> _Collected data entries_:
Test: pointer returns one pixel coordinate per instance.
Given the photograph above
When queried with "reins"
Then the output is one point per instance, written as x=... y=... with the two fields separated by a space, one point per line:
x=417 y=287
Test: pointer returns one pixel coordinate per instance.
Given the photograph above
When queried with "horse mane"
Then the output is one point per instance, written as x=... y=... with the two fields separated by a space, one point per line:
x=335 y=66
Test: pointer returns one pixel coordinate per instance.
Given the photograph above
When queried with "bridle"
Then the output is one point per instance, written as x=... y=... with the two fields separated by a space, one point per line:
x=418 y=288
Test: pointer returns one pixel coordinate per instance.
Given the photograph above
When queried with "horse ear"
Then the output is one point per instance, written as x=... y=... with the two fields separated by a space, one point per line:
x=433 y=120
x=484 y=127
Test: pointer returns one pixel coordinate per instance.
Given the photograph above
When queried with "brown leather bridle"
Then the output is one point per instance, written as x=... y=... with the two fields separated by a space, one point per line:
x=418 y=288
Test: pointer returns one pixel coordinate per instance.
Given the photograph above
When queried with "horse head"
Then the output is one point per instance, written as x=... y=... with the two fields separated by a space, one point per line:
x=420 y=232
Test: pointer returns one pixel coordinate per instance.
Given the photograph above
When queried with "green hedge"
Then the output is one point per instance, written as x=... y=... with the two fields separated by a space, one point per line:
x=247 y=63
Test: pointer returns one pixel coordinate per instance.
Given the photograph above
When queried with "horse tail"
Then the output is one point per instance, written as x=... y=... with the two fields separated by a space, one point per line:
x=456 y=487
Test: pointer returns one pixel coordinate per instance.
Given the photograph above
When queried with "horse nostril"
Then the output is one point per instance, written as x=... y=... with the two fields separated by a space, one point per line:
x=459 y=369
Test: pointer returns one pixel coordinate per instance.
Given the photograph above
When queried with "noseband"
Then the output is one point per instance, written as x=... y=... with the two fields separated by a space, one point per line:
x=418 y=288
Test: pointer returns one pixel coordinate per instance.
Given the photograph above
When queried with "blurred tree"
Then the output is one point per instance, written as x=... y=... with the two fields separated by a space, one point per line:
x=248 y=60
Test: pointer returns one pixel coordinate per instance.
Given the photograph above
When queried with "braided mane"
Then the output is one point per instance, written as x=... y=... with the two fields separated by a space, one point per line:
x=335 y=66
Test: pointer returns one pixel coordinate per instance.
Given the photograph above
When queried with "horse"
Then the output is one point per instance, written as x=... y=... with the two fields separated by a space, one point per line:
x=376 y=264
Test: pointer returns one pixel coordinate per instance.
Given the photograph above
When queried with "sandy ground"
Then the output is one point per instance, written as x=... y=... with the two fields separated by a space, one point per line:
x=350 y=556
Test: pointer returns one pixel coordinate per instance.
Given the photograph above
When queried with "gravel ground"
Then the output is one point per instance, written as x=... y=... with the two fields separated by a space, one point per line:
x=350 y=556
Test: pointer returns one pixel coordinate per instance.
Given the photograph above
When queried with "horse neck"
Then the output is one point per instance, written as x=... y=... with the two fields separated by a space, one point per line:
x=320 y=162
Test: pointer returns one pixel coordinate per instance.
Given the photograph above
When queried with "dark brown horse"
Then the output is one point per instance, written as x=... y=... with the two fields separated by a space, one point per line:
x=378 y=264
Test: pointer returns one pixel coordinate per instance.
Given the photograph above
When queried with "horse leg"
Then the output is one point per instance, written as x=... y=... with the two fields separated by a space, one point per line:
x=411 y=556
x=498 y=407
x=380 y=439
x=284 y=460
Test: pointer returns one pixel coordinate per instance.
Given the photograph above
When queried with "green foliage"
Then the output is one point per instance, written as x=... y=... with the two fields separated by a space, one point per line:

> _Problem statement_: Edit the lines so that each "queried" reads "prompted", and leave everything else unchanged.

> _Exercise result_:
Test: pointer returns one pixel coordinate per instance.
Given the photograph above
When prompted with "reins"
Then the output is one point per instance, written as x=... y=... with the two fields separated by a space, one point per line:
x=417 y=287
Test: pointer returns one pixel coordinate per instance.
Given the photograph above
When prompted with "horse mane"
Then the output is one point per instance, written as x=... y=... with the two fields separated by a space, one point per line:
x=335 y=66
Test: pointer returns one pixel coordinate per instance.
Given the photograph above
When prompted with "bridle"
Then the output is one point per instance, written as x=... y=... with the two fields separated by a space, one point per line:
x=418 y=288
Test: pointer returns one pixel coordinate per instance.
Given the photograph above
When prompted with "horse ear"
Then the output is one point per instance, written as x=... y=... with the two fields separated by a space, one point per line:
x=433 y=120
x=484 y=127
Test: pointer returns one pixel coordinate per instance.
Given the photograph above
When prompted with "brown leather bridle"
Then the output is one point per instance, written as x=... y=... with the two fields separated by a space, one point per line:
x=418 y=288
Test: pointer returns one pixel coordinate per instance.
Given the photograph above
When prompted with "horse head"
Then the output is one point per instance, written as x=... y=... with the two fields separated by a space, one point per line:
x=420 y=232
Test: pointer returns one pixel coordinate per instance.
Given the photograph above
When prompted with "green hedge"
Then the output is one point per instance, written as x=... y=... with the two fields separated by a space, one point per line:
x=247 y=63
Test: pointer returns one pixel coordinate per instance.
Given the photograph above
When prompted with "horse tail"
Then the output is one point per instance, written as x=... y=... with the two fields separated by a space, one point per line:
x=456 y=487
Test: pointer returns one pixel coordinate per instance.
Given the photograph above
When prompted with "horse nostril"
Then the output is one point per instance, written as x=... y=... with the two fields separated by a space, one point per line:
x=459 y=369
Test: pointer returns one pixel coordinate per instance.
Given the photograph above
When prompted with "noseband"
Then the output is one point per instance, written as x=... y=... with the two fields separated by a space, one point per line:
x=418 y=288
Test: pointer returns one pixel coordinate per instance.
Given the photograph above
When prompted with "blurred tree"
Then the output is one point per instance, written as x=... y=... with the two fields separated by a space, one point per line:
x=248 y=60
Test: pointer returns one pixel coordinate per instance.
Given the photograph above
When prompted with "braided mane"
Then the output is one point per instance, written as x=... y=... with the two fields separated by a space, one point per line:
x=335 y=66
Test: pointer returns one pixel coordinate per instance.
Given the photograph above
When prompted with "horse"
Then the output is one point per instance, written as x=... y=... with the two fields separated by a space, one point per line:
x=376 y=264
Test: pointer returns one pixel coordinate per instance.
Given the photograph above
When prompted with "sandy ground"
Then the output is one point per instance, written as x=... y=... with the two fields separated by a space, one point per line:
x=350 y=556
Test: pointer returns one pixel coordinate per instance.
Given the photograph above
When prompted with "gravel ground"
Then the output is one point per instance, written as x=... y=... with the two fields separated by a space, one point per line:
x=350 y=556
Test: pointer returns one pixel coordinate per instance.
Given the photograph above
When prompted with "horse neck"
Then the output is one point per instance, written as x=... y=... with the two fields separated by a space, one point per line:
x=320 y=162
Test: pointer returns one pixel coordinate per instance.
Given the photograph above
When prompted with "dark brown horse"
Then the output is one point per instance, written as x=... y=... with the two fields separated by a space, one point per line:
x=378 y=264
Test: pointer returns one pixel coordinate per instance.
Given the photograph above
When prompted with "horse leg"
Then the output is one point per instance, written as x=... y=... with the two fields separated by a space, one point per line:
x=411 y=556
x=498 y=407
x=380 y=439
x=284 y=460
Test: pointer returns one pixel coordinate per instance.
Given the photograph above
When prompted with "green foliage"
Then the output is one point per instance, written as x=... y=... with the two fields separated by a space, one point per line:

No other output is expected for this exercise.